** START **
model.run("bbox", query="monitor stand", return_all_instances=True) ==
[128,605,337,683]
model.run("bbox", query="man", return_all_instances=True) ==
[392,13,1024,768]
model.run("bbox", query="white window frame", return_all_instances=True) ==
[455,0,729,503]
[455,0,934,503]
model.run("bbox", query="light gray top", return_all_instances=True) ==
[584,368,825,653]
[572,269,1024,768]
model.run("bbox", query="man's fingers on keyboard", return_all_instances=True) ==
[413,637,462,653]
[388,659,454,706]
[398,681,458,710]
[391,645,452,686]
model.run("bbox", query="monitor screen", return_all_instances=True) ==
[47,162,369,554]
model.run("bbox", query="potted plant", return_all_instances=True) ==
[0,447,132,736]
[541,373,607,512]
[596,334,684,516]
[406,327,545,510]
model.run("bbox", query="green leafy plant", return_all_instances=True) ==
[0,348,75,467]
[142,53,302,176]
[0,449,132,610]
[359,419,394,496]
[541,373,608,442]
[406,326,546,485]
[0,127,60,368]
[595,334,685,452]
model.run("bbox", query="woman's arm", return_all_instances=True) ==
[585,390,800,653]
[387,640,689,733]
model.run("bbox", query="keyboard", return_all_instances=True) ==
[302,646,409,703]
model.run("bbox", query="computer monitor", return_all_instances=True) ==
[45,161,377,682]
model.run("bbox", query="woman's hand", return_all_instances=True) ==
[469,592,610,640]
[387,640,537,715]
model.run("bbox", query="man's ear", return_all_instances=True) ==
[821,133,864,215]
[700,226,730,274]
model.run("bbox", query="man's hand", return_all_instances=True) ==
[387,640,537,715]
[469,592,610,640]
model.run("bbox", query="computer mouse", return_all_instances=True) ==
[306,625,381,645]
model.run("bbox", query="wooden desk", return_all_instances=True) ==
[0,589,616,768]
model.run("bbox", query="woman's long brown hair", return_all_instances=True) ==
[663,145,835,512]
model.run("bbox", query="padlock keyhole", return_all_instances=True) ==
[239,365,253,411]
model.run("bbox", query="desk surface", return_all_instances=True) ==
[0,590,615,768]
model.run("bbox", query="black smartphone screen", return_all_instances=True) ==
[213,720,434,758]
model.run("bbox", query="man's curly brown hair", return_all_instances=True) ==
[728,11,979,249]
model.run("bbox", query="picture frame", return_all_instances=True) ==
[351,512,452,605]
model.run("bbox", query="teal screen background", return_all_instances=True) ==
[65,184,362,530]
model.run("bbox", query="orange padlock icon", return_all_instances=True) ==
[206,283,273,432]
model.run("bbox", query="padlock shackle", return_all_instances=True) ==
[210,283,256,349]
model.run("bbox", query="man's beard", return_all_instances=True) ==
** END **
EXERCISE OBJECTIVE:
Rewrite the data above, swapping each "padlock" for "lock" and leaving everything else as it is.

COMPLETE ANSWER:
model.run("bbox", query="monitor stand", return_all_instances=True) ==
[128,605,337,683]
model.run("bbox", query="man", return_all_instances=True) ==
[392,13,1024,768]
model.run("bbox", query="white window frame", return_all_instances=True) ==
[455,0,729,503]
[455,0,934,503]
model.run("bbox", query="light gray top", return_all_instances=True) ==
[584,368,825,653]
[572,269,1024,768]
model.run("bbox", query="man's fingers on keyboard", return_all_instances=True) ==
[413,637,462,653]
[388,659,454,706]
[398,681,458,710]
[391,645,452,686]
model.run("bbox", query="monitor screen", return_all_instances=True) ==
[47,162,369,554]
model.run("bbox", query="potted plant", return_all_instances=True) ==
[0,447,132,736]
[541,373,607,512]
[596,334,684,516]
[406,327,545,510]
model.run("bbox", query="green leafy plant", return_all_instances=True) ==
[0,348,75,467]
[142,53,302,176]
[0,449,132,610]
[359,419,394,496]
[541,373,608,442]
[406,326,546,485]
[0,127,60,368]
[595,334,685,452]
model.run("bbox", query="woman's arm", return_all_instances=True) ==
[585,390,800,653]
[387,640,689,733]
model.run("bbox", query="keyboard", return_all_instances=True) ==
[302,646,409,703]
model.run("bbox", query="computer monitor", return_all_instances=True) ==
[45,161,377,682]
model.run("bbox", query="woman's hand", return_all_instances=True) ==
[469,592,610,640]
[387,640,537,715]
model.run("bbox", query="man's ear", return_all_instances=True) ==
[821,133,864,215]
[700,226,730,274]
model.run("bbox", query="man's hand", return_all_instances=True) ==
[387,640,537,715]
[469,592,610,640]
model.run("bbox", query="computer mouse", return_all_instances=True) ==
[306,625,381,645]
model.run("bbox", query="wooden desk", return_all_instances=True) ==
[0,589,616,768]
model.run("bbox", query="woman's long brown hair", return_all_instances=True) ==
[663,145,835,512]
model.run("bbox", query="lock keyhole", return_all_instances=True) ==
[239,365,253,411]
model.run("bbox", query="desk surface", return_all_instances=True) ==
[0,590,615,768]
model.run("bbox", query="black smartphone screen", return_all_instances=True) ==
[213,720,434,758]
model.run("bbox", query="man's curly brown hair", return_all_instances=True) ==
[728,11,979,249]
model.run("bbox", query="picture frame", return_all_instances=True) ==
[351,512,452,605]
model.run("bbox", query="teal screen background", return_all_instances=True) ==
[65,184,362,530]
model.run("bbox", query="orange lock icon", return_all_instances=True) ==
[206,283,273,432]
model.run("bbox", query="lock shackle", return_all_instances=True) ==
[210,283,256,349]
model.run("bbox", query="man's beard", return_all_instances=True) ==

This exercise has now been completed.